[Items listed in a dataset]
----------
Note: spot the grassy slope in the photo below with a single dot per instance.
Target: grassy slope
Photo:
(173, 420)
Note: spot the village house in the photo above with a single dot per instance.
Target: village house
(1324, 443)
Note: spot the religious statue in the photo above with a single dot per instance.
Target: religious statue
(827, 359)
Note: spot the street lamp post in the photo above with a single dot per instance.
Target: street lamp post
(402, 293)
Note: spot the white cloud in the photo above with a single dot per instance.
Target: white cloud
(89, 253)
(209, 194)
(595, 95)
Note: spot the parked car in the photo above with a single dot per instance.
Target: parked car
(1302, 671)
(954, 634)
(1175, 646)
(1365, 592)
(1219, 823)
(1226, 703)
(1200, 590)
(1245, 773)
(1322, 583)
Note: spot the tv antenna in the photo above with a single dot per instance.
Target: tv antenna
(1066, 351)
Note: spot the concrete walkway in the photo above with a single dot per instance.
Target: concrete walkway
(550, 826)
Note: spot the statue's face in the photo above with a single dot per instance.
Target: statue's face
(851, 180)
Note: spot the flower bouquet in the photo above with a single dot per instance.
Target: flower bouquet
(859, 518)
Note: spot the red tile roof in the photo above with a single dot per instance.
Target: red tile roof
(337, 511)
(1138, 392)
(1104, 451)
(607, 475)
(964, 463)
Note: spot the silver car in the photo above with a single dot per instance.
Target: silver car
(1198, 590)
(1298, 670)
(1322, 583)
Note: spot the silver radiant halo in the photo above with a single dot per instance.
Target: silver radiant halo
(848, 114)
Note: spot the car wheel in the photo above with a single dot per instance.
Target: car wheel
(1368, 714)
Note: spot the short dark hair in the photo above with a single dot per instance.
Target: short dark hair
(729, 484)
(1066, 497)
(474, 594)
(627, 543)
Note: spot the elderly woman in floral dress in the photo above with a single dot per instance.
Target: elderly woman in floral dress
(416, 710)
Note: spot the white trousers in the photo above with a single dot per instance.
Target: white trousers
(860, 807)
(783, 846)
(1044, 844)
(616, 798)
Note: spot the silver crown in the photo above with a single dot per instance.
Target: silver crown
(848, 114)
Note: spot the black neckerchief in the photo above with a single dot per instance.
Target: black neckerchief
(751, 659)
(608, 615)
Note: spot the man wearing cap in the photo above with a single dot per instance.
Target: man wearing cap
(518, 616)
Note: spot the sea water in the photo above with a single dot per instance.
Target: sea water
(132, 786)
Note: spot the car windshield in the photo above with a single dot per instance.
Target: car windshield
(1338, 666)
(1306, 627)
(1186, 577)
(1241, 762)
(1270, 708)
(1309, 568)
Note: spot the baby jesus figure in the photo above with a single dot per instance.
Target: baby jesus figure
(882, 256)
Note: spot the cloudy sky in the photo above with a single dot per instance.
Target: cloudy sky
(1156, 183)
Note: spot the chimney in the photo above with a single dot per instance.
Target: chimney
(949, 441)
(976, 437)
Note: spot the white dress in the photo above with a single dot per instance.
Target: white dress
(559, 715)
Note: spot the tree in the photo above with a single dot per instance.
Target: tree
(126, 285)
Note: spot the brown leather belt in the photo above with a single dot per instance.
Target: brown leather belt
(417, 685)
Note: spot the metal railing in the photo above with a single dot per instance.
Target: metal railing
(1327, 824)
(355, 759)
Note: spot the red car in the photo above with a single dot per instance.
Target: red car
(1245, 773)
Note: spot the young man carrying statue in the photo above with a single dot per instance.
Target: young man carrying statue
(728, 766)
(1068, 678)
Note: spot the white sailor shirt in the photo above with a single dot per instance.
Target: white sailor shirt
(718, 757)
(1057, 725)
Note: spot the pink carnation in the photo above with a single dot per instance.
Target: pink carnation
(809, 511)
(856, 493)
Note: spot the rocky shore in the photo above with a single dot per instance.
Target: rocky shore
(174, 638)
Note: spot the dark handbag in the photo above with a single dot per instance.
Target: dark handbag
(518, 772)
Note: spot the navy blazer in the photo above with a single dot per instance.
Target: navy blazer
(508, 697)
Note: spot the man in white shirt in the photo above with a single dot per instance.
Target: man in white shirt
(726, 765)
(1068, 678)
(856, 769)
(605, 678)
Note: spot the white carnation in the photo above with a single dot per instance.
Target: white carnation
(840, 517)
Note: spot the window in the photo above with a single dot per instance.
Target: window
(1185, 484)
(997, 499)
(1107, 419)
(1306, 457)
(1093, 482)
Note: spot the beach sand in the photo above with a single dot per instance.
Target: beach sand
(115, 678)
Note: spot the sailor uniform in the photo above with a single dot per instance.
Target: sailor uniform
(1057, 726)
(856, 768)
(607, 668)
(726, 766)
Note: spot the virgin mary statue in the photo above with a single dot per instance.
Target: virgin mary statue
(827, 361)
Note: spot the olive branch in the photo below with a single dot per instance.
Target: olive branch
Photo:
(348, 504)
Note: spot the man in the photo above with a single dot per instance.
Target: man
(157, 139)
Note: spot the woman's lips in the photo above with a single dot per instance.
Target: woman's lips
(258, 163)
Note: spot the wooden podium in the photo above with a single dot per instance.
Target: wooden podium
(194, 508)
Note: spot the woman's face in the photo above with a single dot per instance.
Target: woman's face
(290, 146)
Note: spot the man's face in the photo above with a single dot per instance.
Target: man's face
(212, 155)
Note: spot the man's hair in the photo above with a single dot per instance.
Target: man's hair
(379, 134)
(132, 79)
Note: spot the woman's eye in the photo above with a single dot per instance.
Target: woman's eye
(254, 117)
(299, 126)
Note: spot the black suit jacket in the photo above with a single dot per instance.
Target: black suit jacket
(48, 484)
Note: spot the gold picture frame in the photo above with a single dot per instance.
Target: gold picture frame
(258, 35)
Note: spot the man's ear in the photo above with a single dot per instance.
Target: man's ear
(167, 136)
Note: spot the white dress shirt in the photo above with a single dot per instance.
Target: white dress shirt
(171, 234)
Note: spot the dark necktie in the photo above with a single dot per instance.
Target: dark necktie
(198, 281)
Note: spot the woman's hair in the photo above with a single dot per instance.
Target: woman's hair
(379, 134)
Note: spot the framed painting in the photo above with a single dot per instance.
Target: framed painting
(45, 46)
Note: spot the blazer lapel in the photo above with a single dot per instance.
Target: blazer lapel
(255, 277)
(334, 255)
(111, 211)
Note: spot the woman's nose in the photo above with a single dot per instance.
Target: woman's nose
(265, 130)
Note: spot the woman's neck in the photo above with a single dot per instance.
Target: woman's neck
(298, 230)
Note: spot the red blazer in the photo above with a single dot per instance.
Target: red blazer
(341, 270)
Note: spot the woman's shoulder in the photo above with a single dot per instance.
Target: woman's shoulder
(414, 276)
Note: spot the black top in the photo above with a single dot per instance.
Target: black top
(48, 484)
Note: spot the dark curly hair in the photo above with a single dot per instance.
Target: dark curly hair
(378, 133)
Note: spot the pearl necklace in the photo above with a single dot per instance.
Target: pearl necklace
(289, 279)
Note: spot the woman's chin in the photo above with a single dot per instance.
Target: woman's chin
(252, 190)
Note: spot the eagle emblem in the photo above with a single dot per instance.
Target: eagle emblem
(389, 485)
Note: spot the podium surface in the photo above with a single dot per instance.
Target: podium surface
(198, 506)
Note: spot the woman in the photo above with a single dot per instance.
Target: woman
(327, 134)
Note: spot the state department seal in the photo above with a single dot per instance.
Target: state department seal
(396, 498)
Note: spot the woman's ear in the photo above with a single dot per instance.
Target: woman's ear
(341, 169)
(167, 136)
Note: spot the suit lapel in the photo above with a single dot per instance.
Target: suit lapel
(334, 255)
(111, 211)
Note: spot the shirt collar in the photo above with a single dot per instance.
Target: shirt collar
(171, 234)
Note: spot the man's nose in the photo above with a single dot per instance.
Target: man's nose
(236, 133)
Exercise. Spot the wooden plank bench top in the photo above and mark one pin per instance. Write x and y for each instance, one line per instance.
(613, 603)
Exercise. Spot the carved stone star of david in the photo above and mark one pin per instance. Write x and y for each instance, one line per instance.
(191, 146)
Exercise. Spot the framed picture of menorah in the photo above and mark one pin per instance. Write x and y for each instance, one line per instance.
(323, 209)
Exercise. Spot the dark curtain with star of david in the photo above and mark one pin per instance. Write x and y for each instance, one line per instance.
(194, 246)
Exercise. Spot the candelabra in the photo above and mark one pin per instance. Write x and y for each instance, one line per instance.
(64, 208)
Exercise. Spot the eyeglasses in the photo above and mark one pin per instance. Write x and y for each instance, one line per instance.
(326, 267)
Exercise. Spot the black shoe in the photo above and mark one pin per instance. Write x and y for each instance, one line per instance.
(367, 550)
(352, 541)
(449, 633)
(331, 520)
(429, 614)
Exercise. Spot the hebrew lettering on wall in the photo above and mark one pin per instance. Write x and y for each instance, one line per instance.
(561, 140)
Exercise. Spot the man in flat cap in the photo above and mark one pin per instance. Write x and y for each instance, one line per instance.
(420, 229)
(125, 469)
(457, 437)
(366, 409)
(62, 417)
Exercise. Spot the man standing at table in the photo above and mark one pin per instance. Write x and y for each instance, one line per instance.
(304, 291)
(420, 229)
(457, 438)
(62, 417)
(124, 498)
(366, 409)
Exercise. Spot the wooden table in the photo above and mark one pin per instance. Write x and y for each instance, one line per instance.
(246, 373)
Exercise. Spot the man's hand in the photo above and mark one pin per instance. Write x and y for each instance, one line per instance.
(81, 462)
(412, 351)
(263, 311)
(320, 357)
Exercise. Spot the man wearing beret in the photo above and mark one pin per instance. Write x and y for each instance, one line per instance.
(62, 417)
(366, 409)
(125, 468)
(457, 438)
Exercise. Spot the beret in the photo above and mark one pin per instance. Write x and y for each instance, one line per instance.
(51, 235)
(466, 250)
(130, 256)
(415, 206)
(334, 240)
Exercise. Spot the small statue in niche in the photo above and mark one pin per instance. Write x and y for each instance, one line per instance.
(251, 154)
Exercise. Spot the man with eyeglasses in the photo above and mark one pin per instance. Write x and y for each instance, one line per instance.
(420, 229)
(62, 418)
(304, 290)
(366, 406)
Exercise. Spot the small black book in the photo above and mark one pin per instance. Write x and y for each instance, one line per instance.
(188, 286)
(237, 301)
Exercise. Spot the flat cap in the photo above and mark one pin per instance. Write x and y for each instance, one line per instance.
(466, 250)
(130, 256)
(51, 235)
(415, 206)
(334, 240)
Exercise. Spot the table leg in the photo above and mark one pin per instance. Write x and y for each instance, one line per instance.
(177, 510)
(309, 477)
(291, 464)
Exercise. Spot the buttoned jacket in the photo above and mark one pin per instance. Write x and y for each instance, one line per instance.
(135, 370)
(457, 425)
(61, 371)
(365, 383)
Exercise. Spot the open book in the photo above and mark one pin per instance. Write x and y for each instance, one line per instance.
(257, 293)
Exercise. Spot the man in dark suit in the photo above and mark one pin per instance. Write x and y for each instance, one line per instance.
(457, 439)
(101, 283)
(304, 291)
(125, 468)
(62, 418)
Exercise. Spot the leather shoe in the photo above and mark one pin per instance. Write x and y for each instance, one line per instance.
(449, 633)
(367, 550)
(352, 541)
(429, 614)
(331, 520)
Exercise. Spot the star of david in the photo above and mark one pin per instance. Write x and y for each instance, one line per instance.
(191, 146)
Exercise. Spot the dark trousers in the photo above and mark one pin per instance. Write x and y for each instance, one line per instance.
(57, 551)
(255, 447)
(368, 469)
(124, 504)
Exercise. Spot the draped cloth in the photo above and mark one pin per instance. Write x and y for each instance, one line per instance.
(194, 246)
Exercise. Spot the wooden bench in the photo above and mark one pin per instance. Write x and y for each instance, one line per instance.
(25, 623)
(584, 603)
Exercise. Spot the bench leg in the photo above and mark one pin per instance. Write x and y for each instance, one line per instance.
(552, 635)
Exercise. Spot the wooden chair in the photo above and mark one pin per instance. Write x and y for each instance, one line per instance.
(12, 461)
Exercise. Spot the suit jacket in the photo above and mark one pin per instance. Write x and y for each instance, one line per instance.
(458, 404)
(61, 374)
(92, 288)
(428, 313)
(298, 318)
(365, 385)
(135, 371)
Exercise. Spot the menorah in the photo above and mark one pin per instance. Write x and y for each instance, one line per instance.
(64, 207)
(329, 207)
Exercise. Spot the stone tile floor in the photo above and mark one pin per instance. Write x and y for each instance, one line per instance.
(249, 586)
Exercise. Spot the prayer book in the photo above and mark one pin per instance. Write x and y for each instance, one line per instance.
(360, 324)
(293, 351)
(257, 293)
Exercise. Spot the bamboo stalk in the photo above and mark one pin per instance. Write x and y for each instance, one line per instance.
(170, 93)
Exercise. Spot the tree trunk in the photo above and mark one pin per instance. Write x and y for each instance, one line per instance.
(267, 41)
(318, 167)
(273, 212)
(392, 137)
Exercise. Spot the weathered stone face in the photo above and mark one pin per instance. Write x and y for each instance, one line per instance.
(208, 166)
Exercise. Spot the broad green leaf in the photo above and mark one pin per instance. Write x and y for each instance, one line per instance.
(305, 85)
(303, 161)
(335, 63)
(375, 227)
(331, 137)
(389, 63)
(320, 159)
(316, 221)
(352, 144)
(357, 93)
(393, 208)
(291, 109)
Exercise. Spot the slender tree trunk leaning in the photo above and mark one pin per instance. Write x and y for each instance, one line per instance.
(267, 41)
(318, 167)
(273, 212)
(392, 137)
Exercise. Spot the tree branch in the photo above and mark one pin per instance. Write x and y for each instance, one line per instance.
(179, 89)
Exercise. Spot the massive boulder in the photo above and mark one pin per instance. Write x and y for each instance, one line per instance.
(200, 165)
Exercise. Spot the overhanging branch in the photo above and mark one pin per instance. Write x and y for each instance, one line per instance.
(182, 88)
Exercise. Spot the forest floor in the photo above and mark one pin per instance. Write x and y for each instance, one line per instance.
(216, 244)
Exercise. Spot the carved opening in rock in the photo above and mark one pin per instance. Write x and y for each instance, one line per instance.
----------
__Your goal__: The entries above hold the needed span. Transcribe exactly the lines from the one with "Note: spot the statue's" to the one with "Note: spot the red tile", both included.

__Exercise answer__:
Note: spot the statue's face in the photo above with a single dot per instance.
Target: statue's face
(851, 180)
Note: spot the flower bouquet in the photo above with a single dot per instance.
Target: flower bouquet
(859, 518)
Note: spot the red tile roof in the photo above with a single dot per instance.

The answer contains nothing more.